§ **Task objective**
Rewrite the listing below, putting "open palm" wherever "raised hand" appears and keeping every other line the same.

## Start Dataset

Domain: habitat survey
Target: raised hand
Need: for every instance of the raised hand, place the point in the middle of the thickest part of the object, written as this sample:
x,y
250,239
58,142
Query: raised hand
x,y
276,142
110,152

## End Dataset

§ **Response**
Domain: habitat survey
Target: open palm
Need: for every instance of the open palm, place the point in the middle of the thickest part of the object, written as this sample:
x,y
250,239
58,142
Query: open palm
x,y
276,142
110,152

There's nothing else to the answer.